▶ _Request 1_:
Sum up the Nina Hagen piece in two sentences.
▶ _Request 2_:
Echo part of the Nina Hagen piece word for word, beginning at the words "Her Street album" and stopping after "West’s last film.)".
▶ _Request 3_:
In the Nina Hagen piece, about how many octaves did her vocal range once span?

*** Source ***

I have been very busy in the last few months (someone decided to give me an actual job for some reason? I realised I could go on long cinematic tirades and send them in to my university newsletter and they would actually publish them? I discovered new ways to get ebooks for free? I watched too many films?). I will make up for it by going on about my favourite singer (who is currently under-analysed and under-listened to) instead.
Anglosphere commentators have been obsessed with ‘girl power’ rock musicians for a while now. Some of these obsessions are justified, some not, but for the best part of a decade a specific group of alt-rock women have been ubiquitous in discussion – Kim Gordon, Kathleen Hanna, Courtney Love, Joan Jett, all of Sleater-Kinney. There is clearly a drive to centre a female outlook in criticism of a male-dominated genre, which I think is brilliant- but for one notable, curious omission. Nina Hagen, the German opera prodigy with the beautiful, eclectic, bilingual discography, is always left by the musical wayside, memory-holed. 1978’s monumental Nina Hagen Band album, which spans from reproductive protest (Unbeschreiblich Weiblich) to gorgeous prog-esque lament (Auf’m Friedhof – listen to it!) lies buried in the sand. 1982’s Nunsexmonkrock, although a) in English, b) a wonderful technical accomplishment, c) a stellar example of the sonic female psyche, has all but ‘been disappeared’. Angstlos (Fearless) and In Ekstase, Cold War masterpieces, are barely remembered, to say nothing for the low-stakes genius of 1991’s Street, maligned by even Hagen’s casual fans. Nobody I know in real life has heard of her. Some even announce proudly that they have not heard of her. I once played Naturtrane at a flat party and it totally killed the mood. When will the world wake up?
Listening to a Nina Hagen album is like stumbling into a simulated haunted house while also being on psychedelic drugs. Her songs are quotable, theatrical flights of fancy, often serving as political satire and sprinkled with surprise operatics (her vocal range once spanned around six octaves). My favourite of her spoken monologues is on Antiworld, where she recounts the exorcism of the Gerasene demoniac (‘Once upon a time…when Jesus was walking-down-this-way on Earth, he met this man who was possessed… BY A DEMON!’), but I also love Atomic Flash Deluxe, which, with its low-register refrain of ‘Babylon must fallllll’ is the actual musical equivalent of the ‘powerful sense of dread’ bit from Peep Show. Another song deserving of attention is 1993’s Gypsy Love, and its spoken interlude ‘On wild wild horses of cosmic evolution and across deserts of DEATH’.
Her Street album appears comparatively toned-down at first listen, but really deserves acknowledgement as the foremost camp masterpiece of its time – a little bit of the ’60s, shifted forward thirty years without really even being aware of it. Blumen für die Damen, for example, samples Rex Harrison (!) in My Fair Lady (1964) (!!!) In Love-Hi, she serves Elizabeth Taylor a catty put-down (possibly because nothing else would rhyme with ‘failure’) and thus also invites instant comparison. Gretchen is a Schubert lied but disco-style – it would not be out of place in Mae West’s last film. (I will not rest until everyone has seen Mae West’s last film.)

*** Provided data ***

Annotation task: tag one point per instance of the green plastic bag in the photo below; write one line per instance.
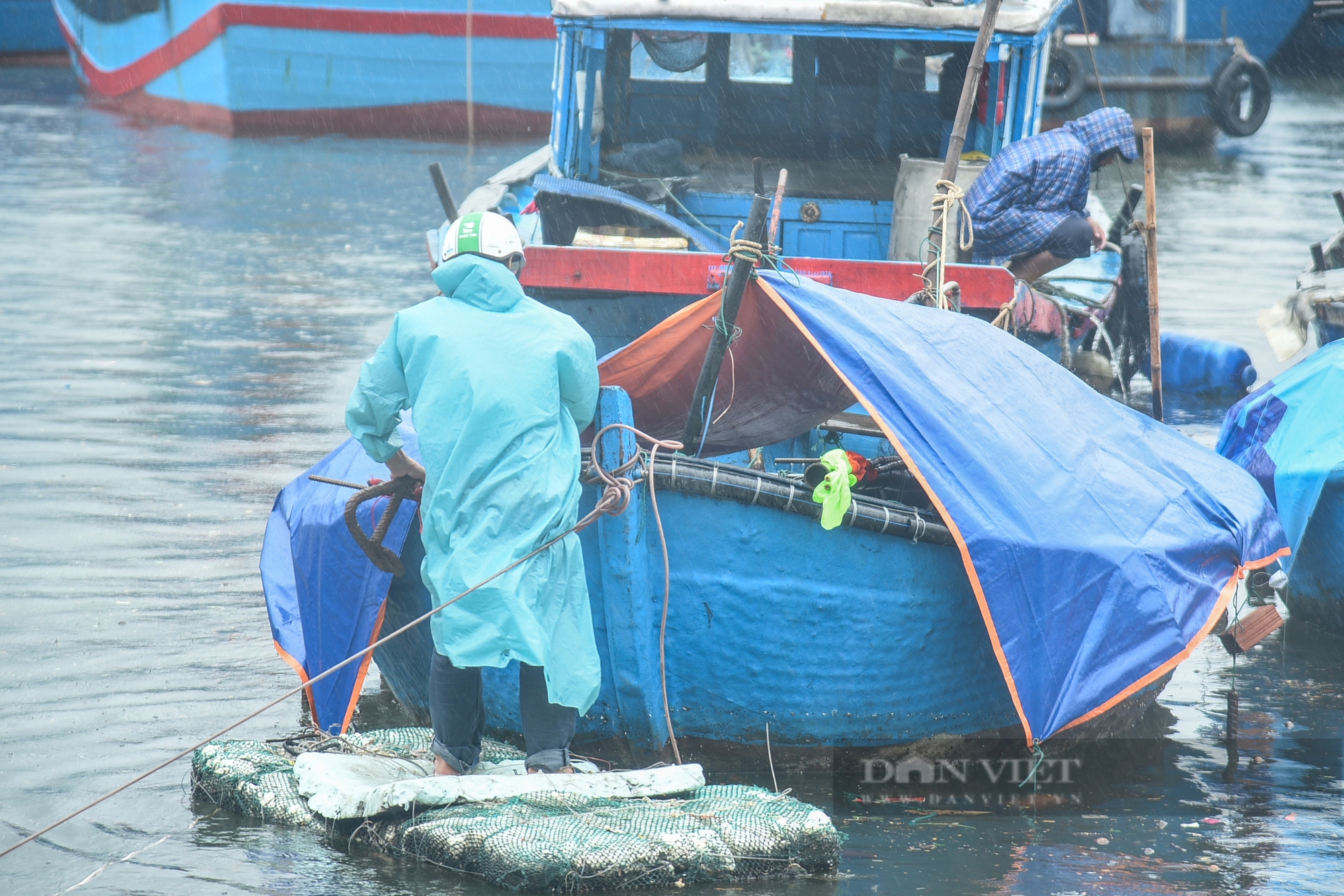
(833, 494)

***

▶ _Expected answer 1_:
The writer argues that Nina Hagen, a German opera prodigy with a bilingual discography, is left out of the constant talk about women in alt-rock, and that albums such as Nina Hagen Band and Nunsexmonkrock have been all but forgotten. Her songs are described as theatrical flights of fancy, often political satire with spoken monologues and surprise operatics, and her 1991 album Street is called the foremost camp masterpiece of its time.

▶ _Expected answer 2_:
Her Street album appears comparatively toned-down at first listen, but really deserves acknowledgement as the foremost camp masterpiece of its time – a little bit of the ’60s, shifted forward thirty years without really even being aware of it. Blumen für die Damen, for example, samples Rex Harrison (!) in My Fair Lady (1964) (!!!) In Love-Hi, she serves Elizabeth Taylor a catty put-down (possibly because nothing else would rhyme with ‘failure’) and thus also invites instant comparison. Gretchen is a Schubert lied but disco-style – it would not be out of place in Mae West’s last film. (I will not rest until everyone has seen Mae West’s last film.)

▶ _Expected answer 3_:
Around six octaves.